# Stated exercise
Without altering anything, output the material below.

# Data shown
+++++

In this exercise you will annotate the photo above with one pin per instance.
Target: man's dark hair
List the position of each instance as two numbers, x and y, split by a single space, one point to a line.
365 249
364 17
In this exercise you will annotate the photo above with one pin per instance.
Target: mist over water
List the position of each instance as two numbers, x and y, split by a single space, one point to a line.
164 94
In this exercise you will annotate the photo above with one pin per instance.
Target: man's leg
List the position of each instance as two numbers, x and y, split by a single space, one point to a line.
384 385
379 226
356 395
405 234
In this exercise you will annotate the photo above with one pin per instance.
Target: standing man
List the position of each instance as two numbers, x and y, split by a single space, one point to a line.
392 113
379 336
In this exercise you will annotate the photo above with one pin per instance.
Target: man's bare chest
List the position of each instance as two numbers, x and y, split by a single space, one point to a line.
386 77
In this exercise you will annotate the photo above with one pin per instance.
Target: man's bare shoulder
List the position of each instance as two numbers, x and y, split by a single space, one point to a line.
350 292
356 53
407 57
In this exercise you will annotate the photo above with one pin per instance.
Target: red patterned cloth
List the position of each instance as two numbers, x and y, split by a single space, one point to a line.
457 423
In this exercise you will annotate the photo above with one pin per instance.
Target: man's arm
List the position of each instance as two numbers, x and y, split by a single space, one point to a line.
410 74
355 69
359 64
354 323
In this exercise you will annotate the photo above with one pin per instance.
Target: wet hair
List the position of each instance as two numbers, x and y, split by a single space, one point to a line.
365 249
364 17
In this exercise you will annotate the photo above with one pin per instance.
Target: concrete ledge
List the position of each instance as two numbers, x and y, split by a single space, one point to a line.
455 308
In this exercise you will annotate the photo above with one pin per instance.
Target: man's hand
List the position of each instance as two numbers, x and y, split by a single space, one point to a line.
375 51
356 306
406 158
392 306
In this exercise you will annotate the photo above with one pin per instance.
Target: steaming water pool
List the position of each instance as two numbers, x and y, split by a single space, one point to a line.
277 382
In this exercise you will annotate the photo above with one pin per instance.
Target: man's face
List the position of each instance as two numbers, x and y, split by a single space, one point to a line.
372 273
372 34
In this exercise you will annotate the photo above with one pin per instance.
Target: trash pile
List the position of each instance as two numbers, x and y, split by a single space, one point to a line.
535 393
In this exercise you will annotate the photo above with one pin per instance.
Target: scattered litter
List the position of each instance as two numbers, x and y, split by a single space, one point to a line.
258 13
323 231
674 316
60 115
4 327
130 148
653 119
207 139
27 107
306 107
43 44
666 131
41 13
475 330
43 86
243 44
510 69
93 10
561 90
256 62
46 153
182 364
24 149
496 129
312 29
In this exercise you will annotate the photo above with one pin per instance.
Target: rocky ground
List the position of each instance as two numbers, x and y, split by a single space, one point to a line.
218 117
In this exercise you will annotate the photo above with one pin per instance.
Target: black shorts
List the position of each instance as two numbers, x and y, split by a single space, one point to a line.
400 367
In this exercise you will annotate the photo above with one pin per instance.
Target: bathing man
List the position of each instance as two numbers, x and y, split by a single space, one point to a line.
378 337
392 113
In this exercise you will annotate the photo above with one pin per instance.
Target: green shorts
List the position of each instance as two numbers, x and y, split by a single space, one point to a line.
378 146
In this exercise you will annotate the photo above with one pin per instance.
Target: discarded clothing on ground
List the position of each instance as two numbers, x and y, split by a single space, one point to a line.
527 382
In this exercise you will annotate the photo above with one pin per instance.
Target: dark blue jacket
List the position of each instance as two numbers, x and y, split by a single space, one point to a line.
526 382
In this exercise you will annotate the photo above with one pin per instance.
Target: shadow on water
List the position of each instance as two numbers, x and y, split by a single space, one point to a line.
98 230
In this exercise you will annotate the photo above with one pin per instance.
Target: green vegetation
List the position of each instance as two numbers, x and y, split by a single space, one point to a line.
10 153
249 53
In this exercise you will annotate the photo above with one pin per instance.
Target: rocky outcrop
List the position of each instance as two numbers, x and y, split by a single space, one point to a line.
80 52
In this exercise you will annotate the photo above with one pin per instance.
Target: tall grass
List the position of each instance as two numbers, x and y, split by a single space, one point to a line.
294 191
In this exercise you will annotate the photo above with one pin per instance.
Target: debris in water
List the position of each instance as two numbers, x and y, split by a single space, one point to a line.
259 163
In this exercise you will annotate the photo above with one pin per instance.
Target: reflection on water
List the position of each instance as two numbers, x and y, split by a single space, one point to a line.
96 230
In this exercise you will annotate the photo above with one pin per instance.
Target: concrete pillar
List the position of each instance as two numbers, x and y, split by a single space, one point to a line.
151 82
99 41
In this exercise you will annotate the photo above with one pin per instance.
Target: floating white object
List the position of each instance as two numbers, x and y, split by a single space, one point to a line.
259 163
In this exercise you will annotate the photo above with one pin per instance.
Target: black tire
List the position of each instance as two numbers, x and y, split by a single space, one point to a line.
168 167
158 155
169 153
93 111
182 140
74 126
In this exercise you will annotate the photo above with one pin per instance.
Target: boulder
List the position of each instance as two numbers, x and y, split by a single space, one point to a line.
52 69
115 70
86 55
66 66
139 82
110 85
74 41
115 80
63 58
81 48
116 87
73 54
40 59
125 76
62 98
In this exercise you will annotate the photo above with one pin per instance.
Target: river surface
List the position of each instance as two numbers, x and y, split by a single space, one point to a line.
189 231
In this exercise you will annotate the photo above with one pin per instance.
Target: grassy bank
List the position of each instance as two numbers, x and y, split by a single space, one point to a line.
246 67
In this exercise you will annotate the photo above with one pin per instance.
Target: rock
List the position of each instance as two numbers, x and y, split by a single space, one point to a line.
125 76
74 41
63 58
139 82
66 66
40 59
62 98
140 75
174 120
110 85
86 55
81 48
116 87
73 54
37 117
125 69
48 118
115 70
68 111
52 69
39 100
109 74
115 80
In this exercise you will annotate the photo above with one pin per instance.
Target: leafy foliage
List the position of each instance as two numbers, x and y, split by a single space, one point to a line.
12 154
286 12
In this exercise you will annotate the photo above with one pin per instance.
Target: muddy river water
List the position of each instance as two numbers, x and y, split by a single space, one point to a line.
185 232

+++++

# Reply
In this exercise you will annotate the photo above with one pin per instance.
Target: man's dark hair
List the position of each instance as two numbers, x and y, split by a single space, one point to a line.
365 249
364 17
In this exercise you will annotate the photo above with one pin per instance.
Target: mist over water
List the position of each instance as two numbers, x and y, split by a single space, one point to a line.
164 94
In this exercise you will annotate the photo above with one pin per instance.
Target: man's leg
List the position of each instance as two numbers, x and y, split by a single space, one point to a line.
384 385
379 226
356 395
405 234
In this exercise you will annotate the photo above with one pin per instance.
Target: standing man
List the position of each instance as two numbers, x and y, split by a single space, one point to a line.
392 113
379 336
In this exercise you will annotate the photo above with one pin per instance.
Target: man's bare chest
List the position of each instance as two numbers, x and y, split by a single space, one point to a line.
386 77
In this exercise you will annotate the photo above with one pin per instance.
Target: man's bare shoulder
List the position of each instance as two numbers, x and y, split by a single space, one point to a line.
350 292
356 53
407 57
In this exercise you will annotate the photo above with one pin per instance.
Target: red patterned cloth
List the position of each instance as two numbers, x and y, split by a single space, one point to a line.
457 423
In this exercise you will annotate the photo above with one pin per instance.
Target: man's arm
List the position of each instance as two numbers, x and y, split by a single space, one point to a line.
410 74
355 69
359 64
354 323
In this exercise you will annotate the photo above with one pin per instance.
Target: wet hair
List the position of each instance as two numbers, x and y, split by a single space, one point to a line.
365 249
364 17
In this exercise you will annotate the photo above with one pin per instance.
Target: concrete ledge
List the position of each instance as two numbers, x and y, split by a single space, one point to a line.
455 308
In this exercise you will annotate the photo above with one pin per instance.
Target: man's hand
List the position of each instance as two numbers, x and y, split by a single space, one point to a line.
375 51
356 306
406 158
392 306
In this exercise you will annotate the photo above with one pin per instance.
Target: steaming water pool
List the position of each instance as two numbers, x and y, split by a single space, one point to a line.
277 382
In this exercise you will annotate the photo above with one pin per instance.
Target: man's face
List the position of each instance as two numbers, x and y, split by a single space, one point to a line.
372 273
372 34
In this exercise you will annotate the photo above with one pin per instance.
Target: trash pile
List the position of each instance as two numbers, x and y, split by a single space, one point to a line.
535 393
In this exercise you will annotate the photo above with one pin per instance.
Target: scattered litter
List the position of each instance as two numbers, x and y, split by a single space, one point to a line.
258 13
323 231
674 316
60 115
4 327
130 148
653 119
207 139
27 107
306 107
43 44
666 131
41 13
475 330
43 86
243 44
510 69
93 10
561 90
256 62
46 153
182 364
24 149
496 129
312 29
In this exercise you will annotate the photo above with one pin per instance.
Target: rocky ground
List the position of each instance as two numbers, x and y, split by a single space, one point to a line.
218 117
In this exercise you will annotate the photo above with one pin per instance.
Target: black shorts
List the position of each instance as two numbers, x and y, split by a single space, one point to a line.
400 367
In this exercise you will annotate the photo above with one pin per instance.
Target: bathing man
List the position of each instance as two numbers, x and y, split by a single space, one point to a line.
378 337
392 113
In this exercise you will annotate the photo above with one pin per instance.
Target: green shorts
List the position of each instance as two numbers, x and y, split by a single space, one point to a line.
378 146
In this exercise you will annotate the photo above with one pin per instance.
Target: discarded clothing on ground
List the position of each instance as two numbers, x and y, split by a single space, one point to a line.
527 382
In this exercise you will annotate the photo above with one pin per instance.
Target: dark blue jacket
List the position of each instance as two numbers, x and y, split by a single space, one point to a line.
526 382
In this exercise you will annotate the photo above with one pin per instance.
Target: shadow on water
List the position of each instance as two numbers, x and y, split by a single space, one point to a line.
98 230
In this exercise you will annotate the photo above with one pin per instance.
Target: green vegetation
List the position of each instance as two numbers, x and y, split by a single space, one point to a line.
10 153
249 53
In this exercise you will annotate the photo above with one pin per instance.
Target: rocky outcrop
List the position of each instance as two numbers, x and y, split by a single space, one point to a line.
80 52
In this exercise you will annotate the photo above with one pin per instance.
Target: tall grass
List the position of each instance as two numbers, x and y, split by a single space, one point to a line.
294 191
In this exercise you will annotate the photo above with one pin per instance.
Target: debris in water
List the position of each instance as two numbers, x and y, split by a single space, one point to a line.
259 163
In this exercise you will annotate the photo above with one pin per instance.
Target: reflection on water
List the position of each instance as two numbers, x and y, split by a single space, one point to a line.
96 230
In this exercise you will annotate the photo above with one pin per instance.
Target: concrete pillar
List the position of each instance as two numbers, x and y, split by a single space, one point to a line.
151 82
99 41
In this exercise you will annotate the photo above with one pin per instance.
Target: floating white object
List the position of each instance as two numbers, x and y, split by a single space, one point to a line.
259 163
In this exercise you will annotate the photo above with one pin per instance.
Target: black tire
List the position of each instance as two numbers, x and y, split by a single space, one point to a line.
168 167
158 155
169 153
93 111
182 140
74 126
In this exercise you will annotate the photo above with one pin per instance.
Target: boulder
List the position of each instance as two numbers, x and y, split by a single space, one point to a line.
52 69
115 70
86 55
66 66
139 82
110 85
74 41
115 80
63 58
81 48
116 87
73 54
40 59
125 76
62 98
In this exercise you will annotate the photo above with one pin per instance.
Target: river surface
List the position of each instance as two numbers, x and y, split by a single space, one point to a line.
189 231
In this exercise you will annotate the photo above with one pin per instance.
Target: grassy bank
List the position of each instance as two numbers, x and y, split by a single space, one point to a line.
246 67
In this exercise you will annotate the photo above with one pin per instance.
Target: rock
List the position of each instance as two numbers, x and y, split by a single space, one point to a line.
125 76
74 41
63 58
139 82
66 66
40 59
62 98
140 75
174 120
110 85
86 55
81 48
116 87
73 54
37 117
125 69
48 118
115 70
68 111
52 69
39 100
109 74
115 80
In this exercise you will annotate the photo above with one pin per instance.
Target: leafy foliage
List the position of each instance as two numbers, x and y, split by a single space, one point to a line.
12 154
286 12
In this exercise you will annotate the photo above with one pin per instance.
Target: muddy river water
List the position of each instance as two numbers, x and y, split by a single space, one point to a line.
185 232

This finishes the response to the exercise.